◆ Collection entries ◆

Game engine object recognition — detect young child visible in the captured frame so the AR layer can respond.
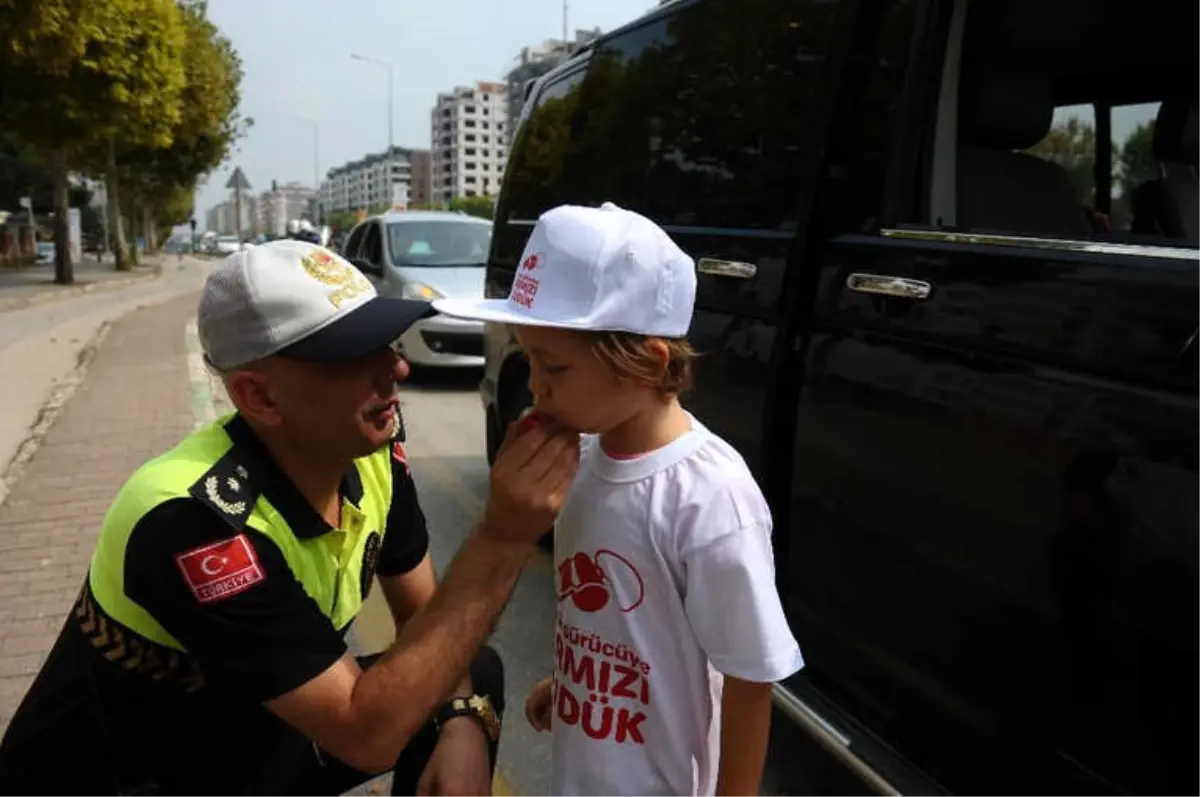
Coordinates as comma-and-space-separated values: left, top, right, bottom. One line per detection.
434, 203, 803, 797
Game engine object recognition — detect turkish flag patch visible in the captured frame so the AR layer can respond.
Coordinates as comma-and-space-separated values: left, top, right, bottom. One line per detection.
391, 441, 410, 473
175, 534, 266, 604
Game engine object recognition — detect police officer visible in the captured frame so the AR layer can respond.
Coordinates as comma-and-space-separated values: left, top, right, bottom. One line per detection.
0, 240, 578, 797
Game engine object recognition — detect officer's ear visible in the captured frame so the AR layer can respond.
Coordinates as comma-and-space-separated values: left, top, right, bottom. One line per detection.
224, 367, 283, 426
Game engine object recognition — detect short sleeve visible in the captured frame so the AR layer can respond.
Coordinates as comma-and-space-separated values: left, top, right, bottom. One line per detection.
376, 441, 430, 576
125, 498, 347, 702
683, 513, 804, 683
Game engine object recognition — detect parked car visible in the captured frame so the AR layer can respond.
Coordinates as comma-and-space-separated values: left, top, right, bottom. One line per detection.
342, 210, 492, 367
480, 0, 1200, 797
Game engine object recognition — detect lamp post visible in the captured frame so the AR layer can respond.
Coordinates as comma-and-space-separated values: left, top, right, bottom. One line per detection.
350, 53, 396, 211
296, 116, 322, 223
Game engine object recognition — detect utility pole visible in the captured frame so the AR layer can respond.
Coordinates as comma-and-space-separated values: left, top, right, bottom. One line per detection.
350, 53, 396, 204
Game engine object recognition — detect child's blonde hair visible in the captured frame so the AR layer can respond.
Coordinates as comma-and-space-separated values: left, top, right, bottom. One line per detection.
584, 332, 696, 399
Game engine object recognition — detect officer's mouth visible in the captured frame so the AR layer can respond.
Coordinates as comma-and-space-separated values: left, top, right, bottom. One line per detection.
366, 399, 400, 430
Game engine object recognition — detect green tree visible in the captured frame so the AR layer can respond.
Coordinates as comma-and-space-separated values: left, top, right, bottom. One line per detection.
1026, 116, 1096, 208
0, 0, 184, 283
1114, 120, 1159, 197
118, 2, 253, 250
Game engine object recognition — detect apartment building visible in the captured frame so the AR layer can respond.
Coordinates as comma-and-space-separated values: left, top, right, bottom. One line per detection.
204, 196, 259, 235
318, 146, 430, 217
256, 182, 318, 235
430, 80, 509, 203
504, 28, 600, 146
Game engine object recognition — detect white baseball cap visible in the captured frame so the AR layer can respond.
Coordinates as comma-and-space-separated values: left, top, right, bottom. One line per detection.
433, 202, 696, 337
197, 239, 432, 368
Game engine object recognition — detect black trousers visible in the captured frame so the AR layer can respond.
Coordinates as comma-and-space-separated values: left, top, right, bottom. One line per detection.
301, 646, 504, 797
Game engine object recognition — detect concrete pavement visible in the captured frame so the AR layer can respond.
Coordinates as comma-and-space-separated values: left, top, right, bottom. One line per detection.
0, 254, 167, 312
0, 258, 212, 503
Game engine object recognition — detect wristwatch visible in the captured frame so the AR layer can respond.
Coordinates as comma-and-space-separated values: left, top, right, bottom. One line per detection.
433, 695, 500, 744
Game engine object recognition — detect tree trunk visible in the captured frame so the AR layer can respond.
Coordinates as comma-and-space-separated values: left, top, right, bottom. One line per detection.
142, 202, 158, 254
51, 152, 74, 284
106, 140, 133, 271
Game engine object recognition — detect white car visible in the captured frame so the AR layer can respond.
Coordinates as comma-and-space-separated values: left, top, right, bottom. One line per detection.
342, 210, 492, 367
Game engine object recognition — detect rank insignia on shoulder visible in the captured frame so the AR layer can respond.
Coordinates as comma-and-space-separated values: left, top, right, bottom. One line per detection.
188, 454, 259, 529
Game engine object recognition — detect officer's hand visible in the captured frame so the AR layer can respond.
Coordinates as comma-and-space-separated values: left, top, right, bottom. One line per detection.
482, 410, 580, 545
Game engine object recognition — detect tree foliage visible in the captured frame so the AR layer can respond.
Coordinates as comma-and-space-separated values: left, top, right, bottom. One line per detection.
0, 0, 251, 282
0, 0, 184, 282
118, 2, 252, 245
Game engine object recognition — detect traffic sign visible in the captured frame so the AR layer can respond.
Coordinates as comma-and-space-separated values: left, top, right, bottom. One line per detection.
226, 166, 250, 191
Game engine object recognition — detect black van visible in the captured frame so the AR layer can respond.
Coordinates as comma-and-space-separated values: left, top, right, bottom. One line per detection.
481, 0, 1200, 797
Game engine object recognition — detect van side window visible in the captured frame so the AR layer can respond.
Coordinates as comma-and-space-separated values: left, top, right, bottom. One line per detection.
344, 224, 367, 259
912, 0, 1200, 245
502, 68, 583, 220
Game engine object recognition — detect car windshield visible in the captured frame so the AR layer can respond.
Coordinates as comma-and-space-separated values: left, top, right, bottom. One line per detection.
388, 221, 492, 266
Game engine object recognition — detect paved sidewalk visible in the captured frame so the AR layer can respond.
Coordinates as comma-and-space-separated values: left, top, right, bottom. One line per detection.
0, 254, 164, 312
0, 294, 196, 727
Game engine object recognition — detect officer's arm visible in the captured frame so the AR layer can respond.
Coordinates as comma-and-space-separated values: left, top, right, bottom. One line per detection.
125, 498, 528, 772
376, 441, 473, 695
376, 441, 437, 635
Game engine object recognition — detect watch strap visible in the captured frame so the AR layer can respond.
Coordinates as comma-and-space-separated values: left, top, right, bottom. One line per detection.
433, 695, 500, 743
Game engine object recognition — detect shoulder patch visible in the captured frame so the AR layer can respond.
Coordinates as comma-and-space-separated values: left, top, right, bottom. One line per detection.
175, 534, 266, 604
187, 449, 260, 532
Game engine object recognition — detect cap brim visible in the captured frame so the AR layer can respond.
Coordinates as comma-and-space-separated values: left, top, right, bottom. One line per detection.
433, 299, 597, 330
277, 296, 433, 362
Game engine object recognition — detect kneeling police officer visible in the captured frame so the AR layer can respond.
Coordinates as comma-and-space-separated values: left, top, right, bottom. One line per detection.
0, 240, 578, 797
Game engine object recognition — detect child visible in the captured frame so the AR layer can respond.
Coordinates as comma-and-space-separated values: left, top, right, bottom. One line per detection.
434, 203, 803, 797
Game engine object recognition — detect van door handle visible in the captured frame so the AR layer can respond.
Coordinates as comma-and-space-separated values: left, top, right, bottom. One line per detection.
846, 274, 934, 301
696, 257, 758, 280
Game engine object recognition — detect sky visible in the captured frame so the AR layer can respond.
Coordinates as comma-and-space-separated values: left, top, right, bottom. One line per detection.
196, 0, 658, 228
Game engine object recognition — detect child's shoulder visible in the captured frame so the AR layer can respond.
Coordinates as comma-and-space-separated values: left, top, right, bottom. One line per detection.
657, 423, 770, 531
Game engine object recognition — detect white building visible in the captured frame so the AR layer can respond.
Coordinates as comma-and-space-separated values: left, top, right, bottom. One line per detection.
431, 82, 509, 203
318, 146, 430, 217
256, 182, 317, 236
504, 28, 600, 145
204, 196, 257, 235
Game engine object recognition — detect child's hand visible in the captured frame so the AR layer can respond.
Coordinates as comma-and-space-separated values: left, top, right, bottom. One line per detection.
526, 678, 554, 731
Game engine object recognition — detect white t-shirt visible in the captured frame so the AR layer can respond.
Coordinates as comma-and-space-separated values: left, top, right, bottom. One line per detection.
552, 418, 804, 797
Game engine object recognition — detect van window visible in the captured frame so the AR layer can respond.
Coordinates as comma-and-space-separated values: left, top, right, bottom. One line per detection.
913, 0, 1200, 246
496, 0, 851, 229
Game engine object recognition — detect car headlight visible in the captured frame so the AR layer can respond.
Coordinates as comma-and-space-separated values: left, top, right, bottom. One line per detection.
402, 282, 442, 301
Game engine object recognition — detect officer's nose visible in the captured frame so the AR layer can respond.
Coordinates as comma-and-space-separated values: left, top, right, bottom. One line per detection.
391, 354, 409, 382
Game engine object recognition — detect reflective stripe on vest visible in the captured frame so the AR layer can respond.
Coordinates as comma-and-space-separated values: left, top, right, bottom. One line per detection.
89, 415, 392, 651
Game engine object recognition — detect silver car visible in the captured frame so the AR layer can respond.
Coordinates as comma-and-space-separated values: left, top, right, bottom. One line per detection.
342, 210, 492, 367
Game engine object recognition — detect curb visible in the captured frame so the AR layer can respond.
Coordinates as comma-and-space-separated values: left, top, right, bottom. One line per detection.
0, 320, 113, 504
0, 263, 162, 312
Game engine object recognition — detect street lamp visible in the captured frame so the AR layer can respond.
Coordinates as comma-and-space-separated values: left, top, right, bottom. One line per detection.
350, 53, 396, 204
296, 116, 322, 223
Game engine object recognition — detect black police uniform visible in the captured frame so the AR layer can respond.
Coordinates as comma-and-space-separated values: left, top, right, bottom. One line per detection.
0, 415, 504, 797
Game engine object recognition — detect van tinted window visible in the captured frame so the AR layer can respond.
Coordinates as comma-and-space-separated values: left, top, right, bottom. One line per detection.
505, 0, 847, 229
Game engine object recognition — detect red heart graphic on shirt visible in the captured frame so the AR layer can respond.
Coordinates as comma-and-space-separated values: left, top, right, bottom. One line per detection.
558, 549, 646, 612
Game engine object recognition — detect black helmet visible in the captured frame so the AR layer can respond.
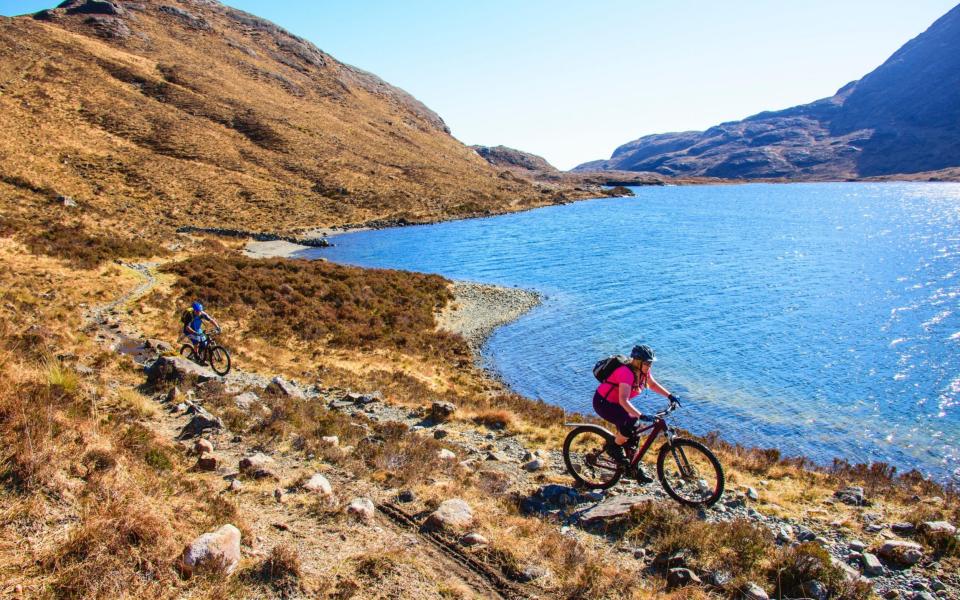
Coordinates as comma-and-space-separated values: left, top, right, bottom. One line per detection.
630, 344, 657, 362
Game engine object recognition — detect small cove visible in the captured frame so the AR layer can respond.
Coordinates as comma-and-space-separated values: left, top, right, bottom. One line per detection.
299, 183, 960, 479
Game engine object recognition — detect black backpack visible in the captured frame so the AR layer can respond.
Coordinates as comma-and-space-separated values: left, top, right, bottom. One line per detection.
593, 354, 630, 383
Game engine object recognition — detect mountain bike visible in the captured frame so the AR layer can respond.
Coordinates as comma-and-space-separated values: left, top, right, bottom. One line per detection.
180, 329, 230, 377
563, 402, 724, 506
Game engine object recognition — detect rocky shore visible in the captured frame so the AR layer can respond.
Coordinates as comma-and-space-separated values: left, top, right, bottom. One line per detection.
437, 281, 543, 354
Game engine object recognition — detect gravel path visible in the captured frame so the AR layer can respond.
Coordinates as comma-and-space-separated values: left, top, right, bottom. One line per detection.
437, 281, 543, 354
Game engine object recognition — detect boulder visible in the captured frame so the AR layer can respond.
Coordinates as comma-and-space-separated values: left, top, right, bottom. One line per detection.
303, 473, 333, 497
580, 496, 655, 523
424, 498, 473, 529
860, 552, 883, 577
833, 486, 868, 506
430, 402, 457, 423
233, 392, 260, 412
877, 540, 923, 567
177, 405, 223, 440
193, 438, 213, 456
147, 356, 217, 384
667, 569, 701, 588
347, 498, 376, 521
180, 525, 240, 575
741, 581, 770, 600
240, 452, 274, 473
917, 521, 957, 538
193, 454, 220, 471
266, 375, 303, 400
460, 532, 490, 546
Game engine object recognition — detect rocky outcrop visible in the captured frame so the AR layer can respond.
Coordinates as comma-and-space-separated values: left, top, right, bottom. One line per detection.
180, 525, 240, 575
574, 6, 960, 179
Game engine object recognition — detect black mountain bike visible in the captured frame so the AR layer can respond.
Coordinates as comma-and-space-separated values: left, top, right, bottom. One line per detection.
180, 329, 230, 377
563, 402, 724, 506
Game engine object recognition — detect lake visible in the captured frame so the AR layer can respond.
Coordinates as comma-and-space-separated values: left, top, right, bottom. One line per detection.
302, 183, 960, 480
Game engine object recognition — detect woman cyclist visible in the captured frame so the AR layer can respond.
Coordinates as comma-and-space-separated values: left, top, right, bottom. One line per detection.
593, 345, 677, 483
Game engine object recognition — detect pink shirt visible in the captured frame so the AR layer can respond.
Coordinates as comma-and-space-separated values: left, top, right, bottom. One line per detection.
597, 365, 647, 404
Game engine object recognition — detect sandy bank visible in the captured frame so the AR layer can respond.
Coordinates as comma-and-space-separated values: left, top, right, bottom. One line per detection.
437, 281, 542, 354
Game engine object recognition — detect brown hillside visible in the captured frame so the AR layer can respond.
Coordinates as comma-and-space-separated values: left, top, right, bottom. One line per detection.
0, 0, 589, 239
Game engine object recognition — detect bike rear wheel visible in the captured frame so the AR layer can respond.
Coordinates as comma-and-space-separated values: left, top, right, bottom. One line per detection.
207, 345, 230, 377
657, 438, 724, 506
563, 426, 623, 490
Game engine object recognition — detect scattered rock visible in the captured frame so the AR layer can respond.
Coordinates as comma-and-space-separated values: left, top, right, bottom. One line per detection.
742, 581, 770, 600
180, 525, 240, 575
877, 540, 923, 567
347, 498, 376, 521
460, 532, 490, 546
240, 452, 274, 474
193, 438, 213, 456
265, 375, 303, 400
233, 392, 260, 412
860, 552, 883, 577
580, 496, 655, 523
424, 498, 473, 529
303, 473, 333, 497
667, 568, 701, 588
430, 402, 457, 423
193, 454, 220, 471
833, 486, 869, 506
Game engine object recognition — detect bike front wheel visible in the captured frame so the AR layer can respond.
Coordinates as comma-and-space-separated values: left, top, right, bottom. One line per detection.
208, 346, 230, 377
563, 427, 623, 490
657, 438, 724, 506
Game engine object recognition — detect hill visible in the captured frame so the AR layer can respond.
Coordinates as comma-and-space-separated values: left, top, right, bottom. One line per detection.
574, 6, 960, 179
0, 0, 608, 240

◆ Exercise goal ◆
Render the part of the listing that opens with the line containing "Game engine object recognition — detect car windshield" and closes with the line containing "187, 449, 260, 532", both included, as a Markdown table with the columns Row and Line. Number the rows and leave out any blank lines.

◆ Answer for this exercise ◆
| Row | Line |
|---|---|
| 1 | Game engine object recognition — detect car windshield visible in the captured frame so the AR layer can respond. |
| 2 | Coordinates as comma-and-space-separated values: left, top, right, bottom. One line per detection. |
| 3 | 388, 221, 492, 266 |
| 4 | Game engine object recognition — detect paved sidewalk visible in the captured frame so the AR layer can respond. |
| 5 | Coordinates as comma-and-space-separated values: left, top, right, bottom. One line per detection. |
| 6 | 0, 254, 164, 312 |
| 7 | 0, 294, 196, 727 |
| 8 | Game engine object recognition — detect officer's arm visible in the captured frame so the AR layer can respond. |
| 9 | Coordinates as comma-and-space-separated values: left, top, right, bottom. One line per detection. |
| 10 | 125, 498, 528, 772 |
| 11 | 376, 441, 473, 695 |
| 12 | 376, 441, 437, 635 |
| 13 | Game engine object recognition — detect watch strap visible in the captured frame so the AR layer can respond. |
| 14 | Coordinates as comma-and-space-separated values: left, top, right, bottom. One line per detection. |
| 15 | 433, 695, 500, 743 |
| 16 | Game engine object recognition — detect shoulder patch visible in the captured frame so the AR layer can respond. |
| 17 | Coordinates as comma-and-space-separated values: left, top, right, bottom. One line per detection. |
| 18 | 175, 534, 266, 604 |
| 19 | 187, 449, 260, 532 |